| Work instructions |
Locate every line of the data below that contains the word "boat", and copy each such line. Treat case as significant.

| Data to process |
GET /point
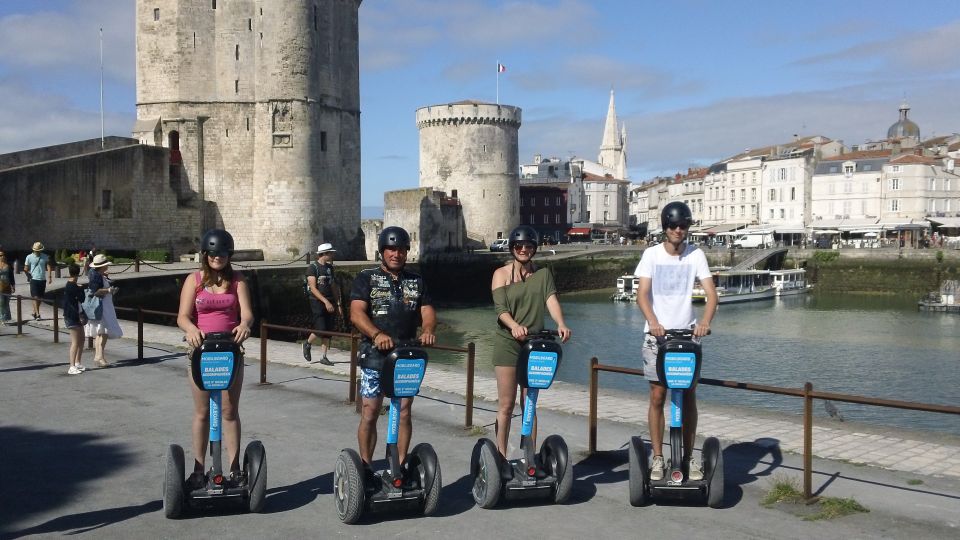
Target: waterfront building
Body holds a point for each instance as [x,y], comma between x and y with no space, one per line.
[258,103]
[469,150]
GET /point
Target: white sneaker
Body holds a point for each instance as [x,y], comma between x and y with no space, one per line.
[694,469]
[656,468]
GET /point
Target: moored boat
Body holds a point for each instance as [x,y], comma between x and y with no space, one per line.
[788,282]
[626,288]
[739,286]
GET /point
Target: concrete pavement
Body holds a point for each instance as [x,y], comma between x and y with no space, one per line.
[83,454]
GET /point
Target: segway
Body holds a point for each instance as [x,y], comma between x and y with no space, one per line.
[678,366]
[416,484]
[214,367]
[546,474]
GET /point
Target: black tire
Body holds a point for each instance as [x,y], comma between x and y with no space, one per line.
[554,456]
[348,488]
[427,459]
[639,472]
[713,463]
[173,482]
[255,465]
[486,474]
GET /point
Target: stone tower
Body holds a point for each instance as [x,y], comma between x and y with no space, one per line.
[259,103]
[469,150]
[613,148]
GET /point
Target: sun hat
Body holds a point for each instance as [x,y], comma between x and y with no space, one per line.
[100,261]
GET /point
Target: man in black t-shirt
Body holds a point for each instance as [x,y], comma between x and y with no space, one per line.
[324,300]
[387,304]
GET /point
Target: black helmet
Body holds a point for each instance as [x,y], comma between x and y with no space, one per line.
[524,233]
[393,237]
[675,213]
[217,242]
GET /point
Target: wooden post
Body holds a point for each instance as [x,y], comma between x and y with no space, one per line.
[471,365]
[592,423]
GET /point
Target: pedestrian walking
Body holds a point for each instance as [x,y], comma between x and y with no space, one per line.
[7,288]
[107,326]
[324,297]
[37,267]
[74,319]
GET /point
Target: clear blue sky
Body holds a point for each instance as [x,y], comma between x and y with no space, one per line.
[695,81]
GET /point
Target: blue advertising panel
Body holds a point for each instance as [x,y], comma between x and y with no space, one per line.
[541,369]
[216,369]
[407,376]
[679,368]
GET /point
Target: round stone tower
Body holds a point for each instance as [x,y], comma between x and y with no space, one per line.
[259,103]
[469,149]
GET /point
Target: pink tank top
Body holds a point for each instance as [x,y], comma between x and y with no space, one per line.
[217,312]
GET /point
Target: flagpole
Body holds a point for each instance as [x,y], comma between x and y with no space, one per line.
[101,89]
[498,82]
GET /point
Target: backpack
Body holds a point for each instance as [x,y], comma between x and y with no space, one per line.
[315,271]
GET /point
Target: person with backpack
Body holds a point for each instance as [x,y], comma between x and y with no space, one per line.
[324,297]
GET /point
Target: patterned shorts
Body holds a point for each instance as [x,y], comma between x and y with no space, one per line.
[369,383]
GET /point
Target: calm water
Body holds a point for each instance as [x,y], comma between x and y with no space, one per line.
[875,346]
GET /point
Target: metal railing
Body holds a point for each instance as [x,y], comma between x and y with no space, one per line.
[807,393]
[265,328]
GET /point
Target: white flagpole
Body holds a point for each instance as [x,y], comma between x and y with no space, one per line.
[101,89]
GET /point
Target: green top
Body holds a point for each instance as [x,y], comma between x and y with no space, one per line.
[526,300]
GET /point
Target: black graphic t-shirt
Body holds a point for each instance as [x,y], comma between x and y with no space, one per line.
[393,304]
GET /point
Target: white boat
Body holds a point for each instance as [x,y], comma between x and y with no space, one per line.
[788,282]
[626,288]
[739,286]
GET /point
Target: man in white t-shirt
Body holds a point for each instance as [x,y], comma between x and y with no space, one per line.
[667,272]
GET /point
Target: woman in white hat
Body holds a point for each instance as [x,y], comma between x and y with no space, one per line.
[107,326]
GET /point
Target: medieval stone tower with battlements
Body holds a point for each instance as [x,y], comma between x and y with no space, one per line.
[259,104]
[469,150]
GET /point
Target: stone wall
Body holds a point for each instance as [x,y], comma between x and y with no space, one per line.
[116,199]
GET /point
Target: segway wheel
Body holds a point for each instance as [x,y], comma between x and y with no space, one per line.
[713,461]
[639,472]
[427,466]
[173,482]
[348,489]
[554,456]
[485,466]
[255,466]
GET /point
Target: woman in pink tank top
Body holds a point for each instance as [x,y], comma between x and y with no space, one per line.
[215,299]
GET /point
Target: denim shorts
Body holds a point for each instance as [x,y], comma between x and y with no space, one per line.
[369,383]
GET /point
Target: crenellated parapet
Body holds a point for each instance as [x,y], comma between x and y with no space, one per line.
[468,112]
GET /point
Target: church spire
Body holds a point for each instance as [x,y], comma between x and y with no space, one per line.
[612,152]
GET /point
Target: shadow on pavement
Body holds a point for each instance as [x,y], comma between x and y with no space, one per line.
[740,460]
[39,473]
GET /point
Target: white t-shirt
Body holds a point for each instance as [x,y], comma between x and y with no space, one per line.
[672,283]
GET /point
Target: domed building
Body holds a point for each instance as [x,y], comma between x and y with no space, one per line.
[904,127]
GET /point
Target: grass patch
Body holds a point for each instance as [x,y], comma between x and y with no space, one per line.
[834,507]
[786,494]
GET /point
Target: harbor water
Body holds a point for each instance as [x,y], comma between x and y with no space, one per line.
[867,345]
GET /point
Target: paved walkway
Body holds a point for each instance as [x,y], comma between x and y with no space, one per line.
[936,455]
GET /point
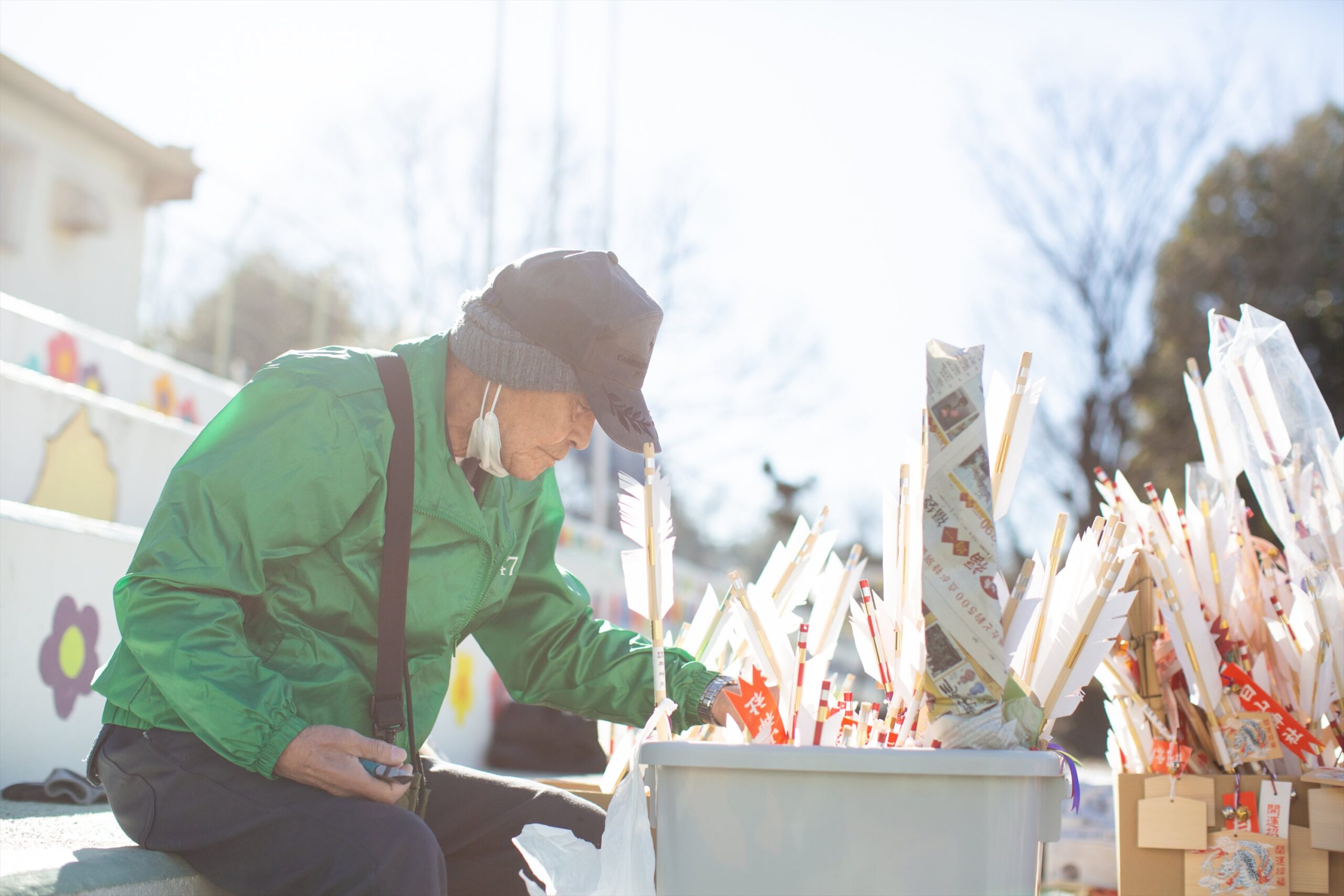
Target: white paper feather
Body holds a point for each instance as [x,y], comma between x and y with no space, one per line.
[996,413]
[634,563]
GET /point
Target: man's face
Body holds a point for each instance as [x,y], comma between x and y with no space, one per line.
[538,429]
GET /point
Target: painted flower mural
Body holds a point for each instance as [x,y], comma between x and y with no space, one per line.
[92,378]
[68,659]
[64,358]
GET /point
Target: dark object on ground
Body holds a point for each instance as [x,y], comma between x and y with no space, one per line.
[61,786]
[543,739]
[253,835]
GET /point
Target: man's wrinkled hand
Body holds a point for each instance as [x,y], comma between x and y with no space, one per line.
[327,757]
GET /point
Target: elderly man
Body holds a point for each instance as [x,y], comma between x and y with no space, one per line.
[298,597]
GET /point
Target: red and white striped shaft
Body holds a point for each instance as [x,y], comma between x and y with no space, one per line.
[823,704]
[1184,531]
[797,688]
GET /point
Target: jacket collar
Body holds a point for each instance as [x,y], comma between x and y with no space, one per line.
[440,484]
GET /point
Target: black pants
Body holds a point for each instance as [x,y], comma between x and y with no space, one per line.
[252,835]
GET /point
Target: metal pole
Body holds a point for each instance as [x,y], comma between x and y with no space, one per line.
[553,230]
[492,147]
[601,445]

==

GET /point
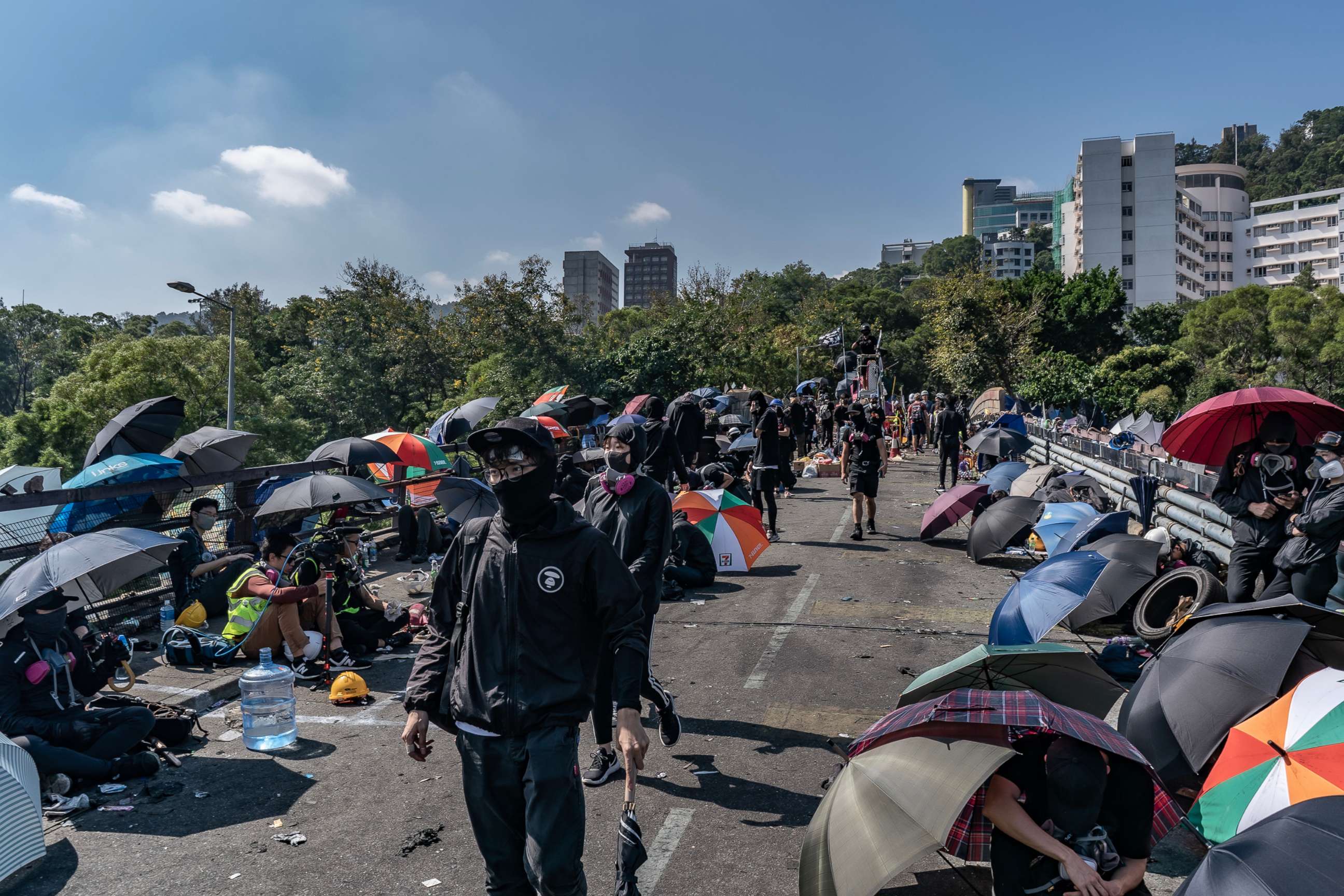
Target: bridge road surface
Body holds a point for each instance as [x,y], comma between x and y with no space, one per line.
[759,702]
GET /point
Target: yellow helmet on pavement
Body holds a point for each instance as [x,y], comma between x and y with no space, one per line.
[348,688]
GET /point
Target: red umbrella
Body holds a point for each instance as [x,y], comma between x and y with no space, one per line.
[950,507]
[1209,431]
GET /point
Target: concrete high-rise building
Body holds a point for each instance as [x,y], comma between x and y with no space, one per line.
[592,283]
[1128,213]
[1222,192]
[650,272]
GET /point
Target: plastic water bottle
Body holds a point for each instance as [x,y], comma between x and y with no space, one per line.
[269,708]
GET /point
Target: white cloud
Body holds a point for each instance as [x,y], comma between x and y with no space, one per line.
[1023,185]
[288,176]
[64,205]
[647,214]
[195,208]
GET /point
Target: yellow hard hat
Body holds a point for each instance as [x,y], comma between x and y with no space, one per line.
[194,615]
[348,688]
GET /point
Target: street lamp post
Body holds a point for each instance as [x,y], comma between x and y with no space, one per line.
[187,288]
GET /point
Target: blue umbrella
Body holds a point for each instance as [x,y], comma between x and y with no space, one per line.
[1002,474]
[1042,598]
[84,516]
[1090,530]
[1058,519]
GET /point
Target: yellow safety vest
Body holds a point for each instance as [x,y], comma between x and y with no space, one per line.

| Response to the exercise |
Target: moored boat
Target: white boat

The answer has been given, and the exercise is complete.